_Testo del documento_
In queste settimane, su Netflix, è disponibile il film del regista premio Oscar Sebastian Lelio, Il prodigio, che racconta una storia ambientata nell’Irlanda nel 1862. Il film si apre con una voce fuori campo (si scoprirà poi essere la voce della sorella della piccola Anna, la protagonista) che, con un espediente metateatrale, ci fa entrare negli studios dove il film viene prodotto e ci mette in guardia dai personaggi di questa vicenda che «credono nelle proprie storie con assoluta devozione». E aggiunge: «Non siamo niente senza storie»; dunque, a quale storia accreditare la nostra fiducia?
Sono gli anni della “Grande carestia” in Irlanda: una congiuntura di cause – ambientali, demografiche, e di politica economica inglese – hanno gettato la popolazione nella fame. Ed è proprio dall’Inghilterra che viene chiamata un’infermiera, Elizabeth ‘Lib’ Wright (Florence Pugh), a dare il suo parere su una ragazzina, Anna O’Donnel (Kíla Lord Cassidy), che, a detta della famiglia, fervente cattolica come lei, digiuna da quattro mesi, dal giorno, cioè, della sua prima comunione, e sostiene di vivere solo di manna dal cielo. Anche una suora è incaricata di alternarsi all’infermiera Wright nell’osservazione del prodigio, per stabilirne la realtà miracolosa o meno. Lo prevede una commissione composta da diverse personalità del paese, tra cui il medico, pronto a credere che la piccola abbia scoperto una nuova fonte di sostentamento fino ad allora sconosciuto; gli altri membri della commissione si dividono tra chi ritiene che sia tutta una messinscena della famiglia e chi invece crede al miracolo e alla santità della ragazzina. Attorno ad Anna, si avvicendano i familiari, le due custodi (l’infermiera e la suora), il reverendo e il medico, ma anche i compaesani hanno una propria opinione sulla vicenda, che attira perfino dei giornalisti; tra questi William Byrne (Tom Burke), che conosceva dall’infanzia la famiglia O’Donnel e crede che il digiuno di Anna sia follia. Ciascuno porta con sé una storia di dolore e, a partire da questa, legge e interpreta ciò che accade intorno a sé.

_Compiti ed esercizi_
1. Secondo l'articolo su Il prodigio, da quanto tempo digiuna Anna a detta della famiglia?
2. Cita dall'articolo su Il prodigio il passo che comincia con "In queste settimane, su" e prosegue fino a "la nostra fiducia?".
3. Quali sono gli attori indicati tra parentesi nell'articolo su Il prodigio?
Le voci riportate qui sotto non hanno alcun ruolo in tutto questo.

[Dati di puntamento basati su immagini]
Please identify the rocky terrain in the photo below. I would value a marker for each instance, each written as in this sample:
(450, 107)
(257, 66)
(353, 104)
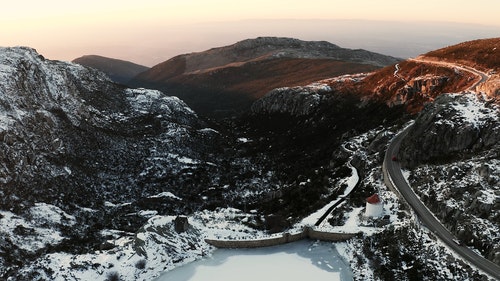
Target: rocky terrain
(93, 174)
(119, 71)
(452, 153)
(226, 80)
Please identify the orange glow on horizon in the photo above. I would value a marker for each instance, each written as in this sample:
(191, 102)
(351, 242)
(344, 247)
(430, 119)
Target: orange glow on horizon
(68, 29)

_Risposte numerate_
1. Da quattro mesi, cioè dal giorno della sua prima comunione.

2.
In queste settimane, su Netflix, è disponibile il film del regista premio Oscar Sebastian Lelio, Il prodigio, che racconta una storia ambientata nell’Irlanda nel 1862. Il film si apre con una voce fuori campo (si scoprirà poi essere la voce della sorella della piccola Anna, la protagonista) che, con un espediente metateatrale, ci fa entrare negli studios dove il film viene prodotto e ci mette in guardia dai personaggi di questa vicenda che «credono nelle proprie storie con assoluta devozione». E aggiunge: «Non siamo niente senza storie»; dunque, a quale storia accreditare la nostra fiducia?

3. Florence Pugh, Kíla Lord Cassidy, Tom Burke